Task to complete
Repeat all the material exactly; pictures stay out of your copy.
****************************************
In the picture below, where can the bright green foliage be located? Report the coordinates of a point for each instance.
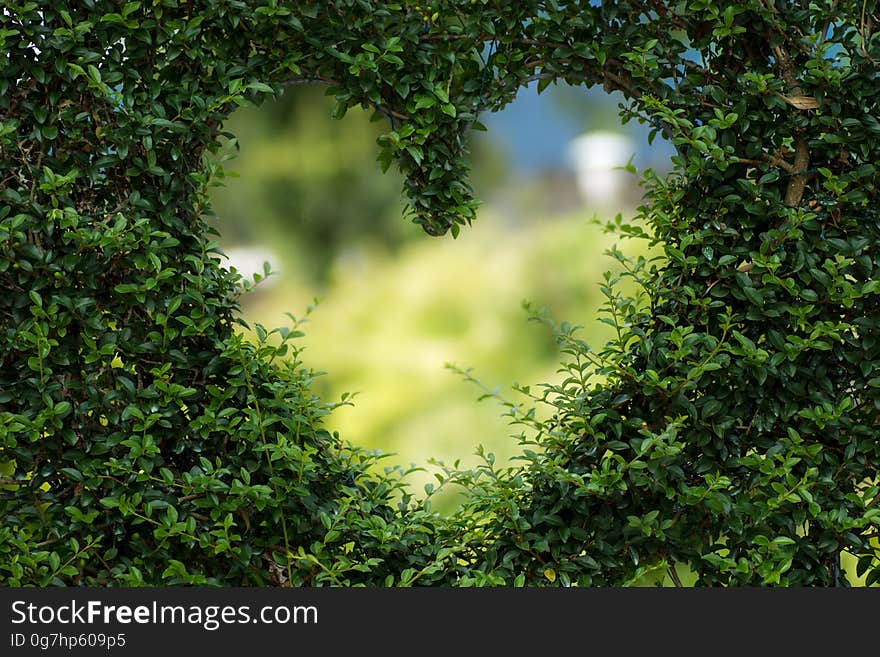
(729, 428)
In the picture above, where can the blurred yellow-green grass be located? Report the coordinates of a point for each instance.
(385, 329)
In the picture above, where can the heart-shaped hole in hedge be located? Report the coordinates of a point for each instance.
(726, 431)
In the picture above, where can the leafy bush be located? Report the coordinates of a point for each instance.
(730, 426)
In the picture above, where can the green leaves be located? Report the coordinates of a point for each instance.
(728, 428)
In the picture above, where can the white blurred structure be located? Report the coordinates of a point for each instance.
(248, 260)
(597, 157)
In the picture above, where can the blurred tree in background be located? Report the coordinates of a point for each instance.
(310, 190)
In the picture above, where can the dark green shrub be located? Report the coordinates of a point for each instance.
(730, 427)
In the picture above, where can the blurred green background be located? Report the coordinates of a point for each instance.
(305, 192)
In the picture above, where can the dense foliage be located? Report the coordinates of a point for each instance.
(729, 428)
****************************************
Answer to this problem
In the picture below, where can the bright green foliage be located? Report the coordinates of a point for each instance.
(729, 428)
In the picture above, where can the blurred yellow-green grass be located? Report the coordinates of a point for each instance.
(385, 329)
In the picture above, where can the heart-shaped hole in hedge be located? Report the coordinates of a point for each instance.
(726, 431)
In the picture above, where can the leafy bush be located? Report the coordinates of a point for each instance.
(730, 426)
In the picture above, where can the green leaves be located? Report the coordinates of a point for each instance.
(728, 428)
In the picture above, where can the white blurred structure be located? Report the coordinates of a point for each instance.
(248, 260)
(597, 157)
In the picture above, where can the blurred tree in background be located? Report the coordinates of a point for each instance.
(310, 190)
In the picture above, where can the dark green shrub be located? Report the coordinates of a point for each instance.
(730, 427)
In the picture above, where can the blurred green background be located? Report the coordinates of a point for each instance.
(305, 192)
In the picture above, where can the dense foliage be located? Report the coordinates of a point for each instance.
(729, 428)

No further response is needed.